▶ **Task**: Using the data below, output a verbatim copy of the lines between the one holding "Target: woman's face" and the one holding "Target: dog's head", inclusive, without any pictures.

▶ **Dataset records**:

★ ★ ★ ★ ★ ★ ★

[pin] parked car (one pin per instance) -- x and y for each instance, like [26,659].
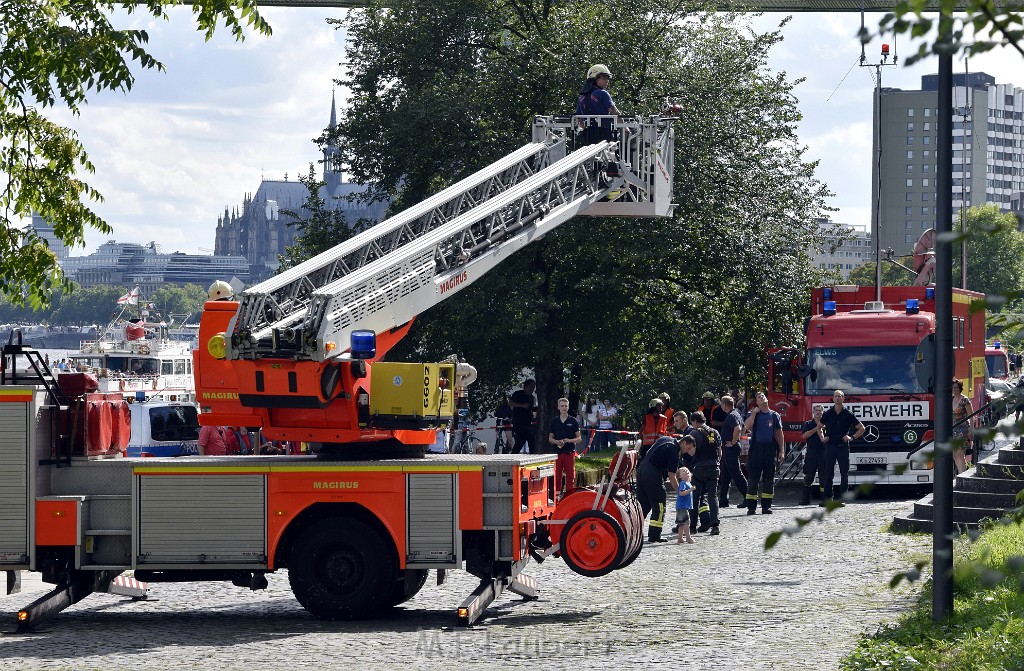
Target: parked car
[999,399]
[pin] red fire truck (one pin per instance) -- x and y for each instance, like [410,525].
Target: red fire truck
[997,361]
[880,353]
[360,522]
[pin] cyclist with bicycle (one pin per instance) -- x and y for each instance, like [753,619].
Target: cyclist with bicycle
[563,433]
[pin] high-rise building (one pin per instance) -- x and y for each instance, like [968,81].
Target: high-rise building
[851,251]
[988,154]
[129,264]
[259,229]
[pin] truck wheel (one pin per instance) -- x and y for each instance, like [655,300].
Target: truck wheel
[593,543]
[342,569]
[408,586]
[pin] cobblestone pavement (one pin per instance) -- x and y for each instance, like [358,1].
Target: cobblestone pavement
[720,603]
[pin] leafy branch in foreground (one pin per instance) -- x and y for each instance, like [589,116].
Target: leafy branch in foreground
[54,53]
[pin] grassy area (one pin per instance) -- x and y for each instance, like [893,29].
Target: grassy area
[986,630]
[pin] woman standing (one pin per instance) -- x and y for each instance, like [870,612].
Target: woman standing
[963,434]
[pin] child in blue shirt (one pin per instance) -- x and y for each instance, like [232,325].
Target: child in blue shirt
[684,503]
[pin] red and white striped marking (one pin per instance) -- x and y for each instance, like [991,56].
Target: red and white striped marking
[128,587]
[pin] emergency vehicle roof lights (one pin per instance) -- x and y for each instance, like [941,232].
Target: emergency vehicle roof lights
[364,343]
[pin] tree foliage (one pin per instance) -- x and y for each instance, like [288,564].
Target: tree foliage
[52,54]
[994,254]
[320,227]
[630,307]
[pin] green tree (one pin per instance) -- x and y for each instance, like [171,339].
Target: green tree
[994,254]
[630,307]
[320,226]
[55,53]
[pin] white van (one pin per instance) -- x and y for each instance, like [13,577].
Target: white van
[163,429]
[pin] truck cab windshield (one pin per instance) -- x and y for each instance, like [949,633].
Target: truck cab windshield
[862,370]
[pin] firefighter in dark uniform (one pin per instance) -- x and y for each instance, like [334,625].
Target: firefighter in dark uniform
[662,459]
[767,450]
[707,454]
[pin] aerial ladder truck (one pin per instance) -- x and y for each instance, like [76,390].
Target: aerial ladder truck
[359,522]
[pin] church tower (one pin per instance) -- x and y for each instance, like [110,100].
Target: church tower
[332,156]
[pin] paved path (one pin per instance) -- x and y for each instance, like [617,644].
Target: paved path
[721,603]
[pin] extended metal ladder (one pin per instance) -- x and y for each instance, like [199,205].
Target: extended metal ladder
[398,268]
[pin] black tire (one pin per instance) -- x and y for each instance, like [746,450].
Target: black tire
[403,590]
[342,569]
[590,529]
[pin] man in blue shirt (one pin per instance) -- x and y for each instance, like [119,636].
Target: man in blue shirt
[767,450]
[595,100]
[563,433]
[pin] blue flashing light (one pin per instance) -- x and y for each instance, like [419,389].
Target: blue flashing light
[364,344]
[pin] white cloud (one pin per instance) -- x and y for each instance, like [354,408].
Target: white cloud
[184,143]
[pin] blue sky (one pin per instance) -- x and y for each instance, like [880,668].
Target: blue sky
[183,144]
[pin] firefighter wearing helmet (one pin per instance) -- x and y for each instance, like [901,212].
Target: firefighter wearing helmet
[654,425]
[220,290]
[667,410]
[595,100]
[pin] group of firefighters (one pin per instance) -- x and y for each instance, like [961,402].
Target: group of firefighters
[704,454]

★ ★ ★ ★ ★ ★ ★

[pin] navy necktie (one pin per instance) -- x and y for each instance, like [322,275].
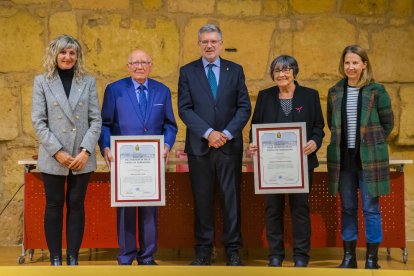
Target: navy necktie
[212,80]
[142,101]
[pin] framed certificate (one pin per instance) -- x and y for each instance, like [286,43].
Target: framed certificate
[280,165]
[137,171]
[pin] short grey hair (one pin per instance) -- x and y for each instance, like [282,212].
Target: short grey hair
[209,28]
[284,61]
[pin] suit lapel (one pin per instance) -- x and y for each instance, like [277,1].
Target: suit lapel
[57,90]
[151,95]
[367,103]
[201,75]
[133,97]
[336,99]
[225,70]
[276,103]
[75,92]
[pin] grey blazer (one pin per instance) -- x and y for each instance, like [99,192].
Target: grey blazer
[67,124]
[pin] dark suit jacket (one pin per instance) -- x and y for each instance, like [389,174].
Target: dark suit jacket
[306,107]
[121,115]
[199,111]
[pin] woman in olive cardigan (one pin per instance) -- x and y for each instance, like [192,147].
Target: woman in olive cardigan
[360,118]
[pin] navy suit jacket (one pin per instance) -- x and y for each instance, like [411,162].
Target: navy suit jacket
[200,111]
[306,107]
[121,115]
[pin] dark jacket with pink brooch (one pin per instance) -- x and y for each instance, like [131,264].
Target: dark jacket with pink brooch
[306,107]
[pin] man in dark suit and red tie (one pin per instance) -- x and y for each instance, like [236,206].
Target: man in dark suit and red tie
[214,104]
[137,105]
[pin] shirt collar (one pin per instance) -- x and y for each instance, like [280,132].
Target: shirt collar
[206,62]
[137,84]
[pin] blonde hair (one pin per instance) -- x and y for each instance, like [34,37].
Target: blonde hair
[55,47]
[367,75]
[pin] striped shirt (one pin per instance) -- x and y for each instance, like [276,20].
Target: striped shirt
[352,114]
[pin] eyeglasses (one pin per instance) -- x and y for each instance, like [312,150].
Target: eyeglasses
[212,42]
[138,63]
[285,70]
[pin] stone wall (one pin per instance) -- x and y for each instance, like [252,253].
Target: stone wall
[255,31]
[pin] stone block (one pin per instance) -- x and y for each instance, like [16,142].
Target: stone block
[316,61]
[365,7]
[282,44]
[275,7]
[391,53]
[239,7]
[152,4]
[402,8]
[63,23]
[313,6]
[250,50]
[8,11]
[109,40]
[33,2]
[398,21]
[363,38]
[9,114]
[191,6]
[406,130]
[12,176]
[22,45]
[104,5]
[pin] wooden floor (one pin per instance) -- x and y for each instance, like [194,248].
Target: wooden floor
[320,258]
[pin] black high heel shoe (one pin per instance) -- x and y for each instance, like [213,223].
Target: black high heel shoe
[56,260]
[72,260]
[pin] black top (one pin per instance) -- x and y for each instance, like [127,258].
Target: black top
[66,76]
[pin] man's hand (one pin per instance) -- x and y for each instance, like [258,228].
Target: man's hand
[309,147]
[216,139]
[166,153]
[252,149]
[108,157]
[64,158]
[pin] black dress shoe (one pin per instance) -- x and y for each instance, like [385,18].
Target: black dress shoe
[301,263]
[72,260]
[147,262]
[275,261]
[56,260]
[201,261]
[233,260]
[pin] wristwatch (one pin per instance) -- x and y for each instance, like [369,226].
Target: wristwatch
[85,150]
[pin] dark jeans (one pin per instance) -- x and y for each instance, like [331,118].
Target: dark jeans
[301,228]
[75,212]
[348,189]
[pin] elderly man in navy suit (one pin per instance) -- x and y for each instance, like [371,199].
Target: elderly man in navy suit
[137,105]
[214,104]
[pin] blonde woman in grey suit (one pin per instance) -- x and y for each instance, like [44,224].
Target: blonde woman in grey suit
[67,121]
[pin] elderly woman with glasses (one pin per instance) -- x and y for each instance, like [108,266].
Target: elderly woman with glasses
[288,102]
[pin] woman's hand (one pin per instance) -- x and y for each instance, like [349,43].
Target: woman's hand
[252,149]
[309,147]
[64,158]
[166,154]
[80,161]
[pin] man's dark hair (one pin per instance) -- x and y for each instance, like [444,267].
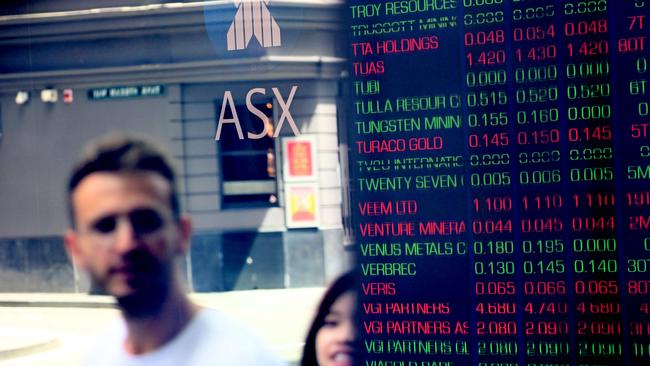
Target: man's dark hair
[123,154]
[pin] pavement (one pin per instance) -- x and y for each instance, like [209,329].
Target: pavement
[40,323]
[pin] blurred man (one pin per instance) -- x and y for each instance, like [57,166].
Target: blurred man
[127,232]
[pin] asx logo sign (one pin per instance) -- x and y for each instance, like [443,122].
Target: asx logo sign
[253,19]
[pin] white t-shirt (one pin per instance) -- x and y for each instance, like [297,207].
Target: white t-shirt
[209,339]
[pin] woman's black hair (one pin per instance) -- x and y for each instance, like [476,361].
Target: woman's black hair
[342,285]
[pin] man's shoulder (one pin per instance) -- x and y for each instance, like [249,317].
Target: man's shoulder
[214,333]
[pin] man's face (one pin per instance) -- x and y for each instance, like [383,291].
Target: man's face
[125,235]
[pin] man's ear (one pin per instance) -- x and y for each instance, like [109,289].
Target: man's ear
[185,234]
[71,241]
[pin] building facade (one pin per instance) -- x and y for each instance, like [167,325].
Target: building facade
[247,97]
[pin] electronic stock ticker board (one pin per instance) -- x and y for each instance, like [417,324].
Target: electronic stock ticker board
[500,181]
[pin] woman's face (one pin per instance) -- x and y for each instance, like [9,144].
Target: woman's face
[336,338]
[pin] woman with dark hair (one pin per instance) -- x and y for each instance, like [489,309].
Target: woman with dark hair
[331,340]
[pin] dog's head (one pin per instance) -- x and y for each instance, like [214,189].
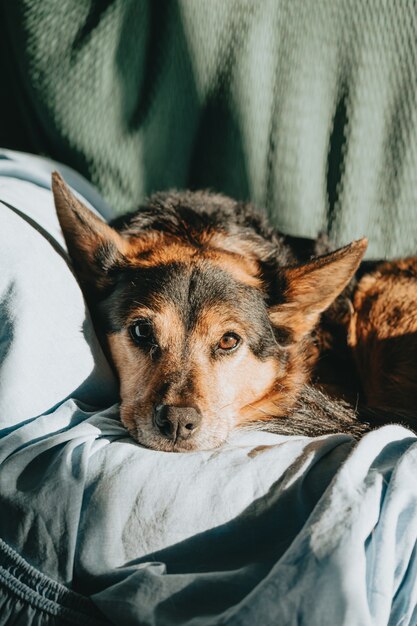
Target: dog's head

★ ★ ★ ★ ★ ★ ★

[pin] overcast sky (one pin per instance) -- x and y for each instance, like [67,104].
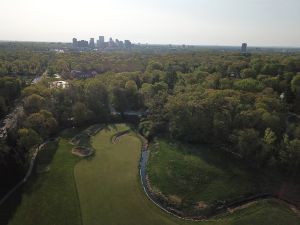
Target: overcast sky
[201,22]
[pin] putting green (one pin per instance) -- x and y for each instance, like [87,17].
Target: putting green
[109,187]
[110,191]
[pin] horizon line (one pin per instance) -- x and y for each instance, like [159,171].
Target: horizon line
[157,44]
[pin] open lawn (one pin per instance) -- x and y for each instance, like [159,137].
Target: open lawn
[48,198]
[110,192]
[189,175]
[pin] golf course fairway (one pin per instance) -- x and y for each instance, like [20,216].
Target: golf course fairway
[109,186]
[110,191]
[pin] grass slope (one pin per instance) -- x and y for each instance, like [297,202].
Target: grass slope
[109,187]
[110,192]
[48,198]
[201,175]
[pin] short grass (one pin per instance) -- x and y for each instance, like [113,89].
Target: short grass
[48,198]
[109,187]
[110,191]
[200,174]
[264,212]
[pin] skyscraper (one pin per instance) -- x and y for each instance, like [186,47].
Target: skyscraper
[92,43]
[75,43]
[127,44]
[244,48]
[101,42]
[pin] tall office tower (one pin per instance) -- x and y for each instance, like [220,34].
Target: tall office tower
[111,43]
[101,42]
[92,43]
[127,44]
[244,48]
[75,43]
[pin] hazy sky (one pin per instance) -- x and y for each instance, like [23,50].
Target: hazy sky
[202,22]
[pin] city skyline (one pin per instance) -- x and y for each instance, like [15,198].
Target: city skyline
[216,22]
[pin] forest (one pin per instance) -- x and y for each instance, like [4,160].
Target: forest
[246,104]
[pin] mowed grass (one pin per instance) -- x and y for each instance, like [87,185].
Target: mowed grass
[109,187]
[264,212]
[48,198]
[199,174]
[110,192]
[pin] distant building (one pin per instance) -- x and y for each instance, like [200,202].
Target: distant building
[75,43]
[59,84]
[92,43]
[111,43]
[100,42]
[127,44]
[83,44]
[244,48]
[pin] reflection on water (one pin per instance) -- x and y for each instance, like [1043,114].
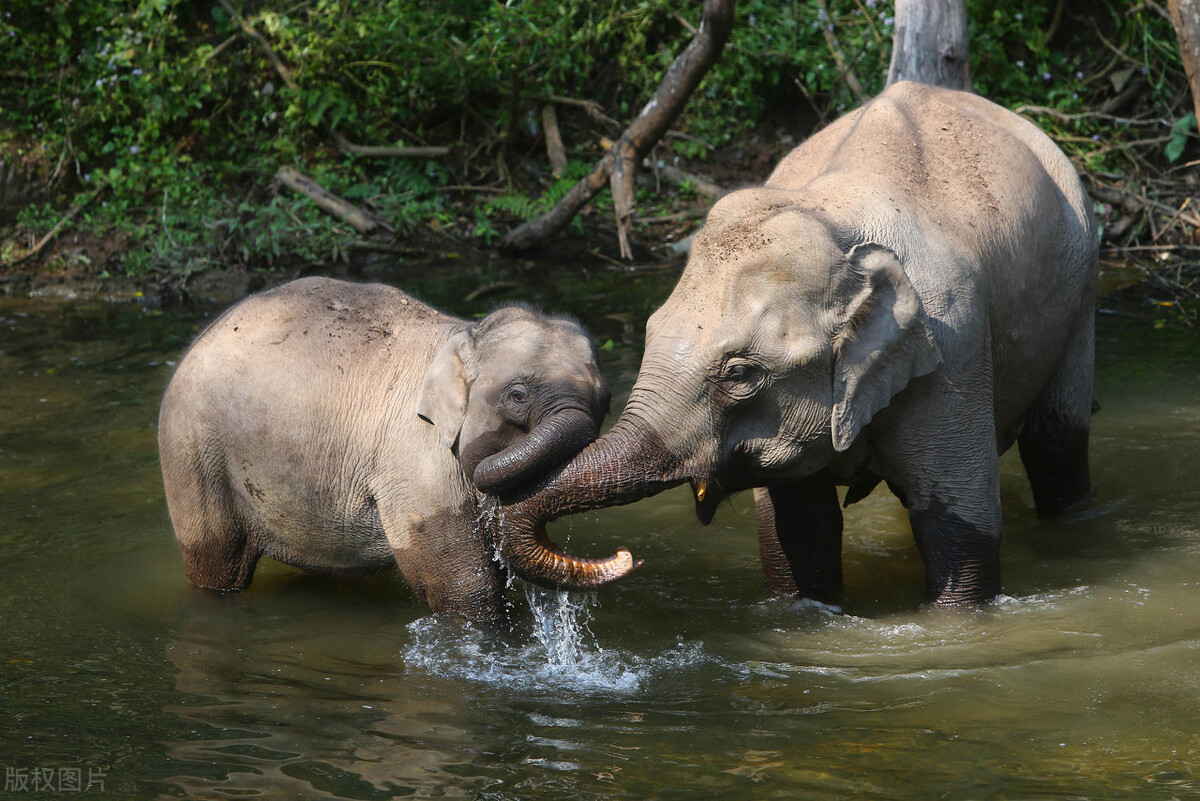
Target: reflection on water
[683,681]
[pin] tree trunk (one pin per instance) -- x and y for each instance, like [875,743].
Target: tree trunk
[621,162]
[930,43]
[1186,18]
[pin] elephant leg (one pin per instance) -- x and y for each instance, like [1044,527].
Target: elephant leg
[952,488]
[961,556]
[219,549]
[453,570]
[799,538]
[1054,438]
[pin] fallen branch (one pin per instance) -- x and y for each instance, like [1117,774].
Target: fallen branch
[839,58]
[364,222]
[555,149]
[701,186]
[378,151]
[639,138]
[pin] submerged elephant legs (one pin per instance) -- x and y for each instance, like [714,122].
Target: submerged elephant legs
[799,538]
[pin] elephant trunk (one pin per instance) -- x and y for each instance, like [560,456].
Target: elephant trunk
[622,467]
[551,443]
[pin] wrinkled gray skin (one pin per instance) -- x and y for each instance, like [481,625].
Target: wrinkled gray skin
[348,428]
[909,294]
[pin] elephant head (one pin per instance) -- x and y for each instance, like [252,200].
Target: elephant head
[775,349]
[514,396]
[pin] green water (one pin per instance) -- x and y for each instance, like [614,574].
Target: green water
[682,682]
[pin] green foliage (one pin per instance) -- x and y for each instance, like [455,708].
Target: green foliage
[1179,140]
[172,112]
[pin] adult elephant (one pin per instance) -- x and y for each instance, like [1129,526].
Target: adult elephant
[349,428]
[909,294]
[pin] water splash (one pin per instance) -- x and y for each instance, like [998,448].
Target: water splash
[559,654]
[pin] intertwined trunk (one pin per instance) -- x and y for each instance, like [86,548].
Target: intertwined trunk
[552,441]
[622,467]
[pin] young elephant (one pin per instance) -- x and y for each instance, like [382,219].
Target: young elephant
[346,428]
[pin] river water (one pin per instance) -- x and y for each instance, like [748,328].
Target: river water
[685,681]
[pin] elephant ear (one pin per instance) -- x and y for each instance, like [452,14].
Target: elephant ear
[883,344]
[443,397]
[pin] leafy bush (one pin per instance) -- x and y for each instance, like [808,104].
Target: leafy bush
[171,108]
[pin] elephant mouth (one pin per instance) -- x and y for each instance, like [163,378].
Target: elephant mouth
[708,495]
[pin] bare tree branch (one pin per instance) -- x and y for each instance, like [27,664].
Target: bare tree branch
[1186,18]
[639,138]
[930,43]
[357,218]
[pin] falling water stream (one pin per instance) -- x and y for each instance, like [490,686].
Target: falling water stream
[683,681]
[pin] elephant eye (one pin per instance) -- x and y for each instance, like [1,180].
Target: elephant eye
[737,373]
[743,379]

★ ★ ★ ★ ★ ★ ★

▶ **Output for this exercise**:
Target: woman's face
[336,338]
[pin] woman with dark hair (one pin per instance) -- x and y for each instance, like [489,309].
Target: woman with dark hair
[331,340]
[pin] dog's head (one pin per instance) -- x and y for each instance, like [214,189].
Target: dog's head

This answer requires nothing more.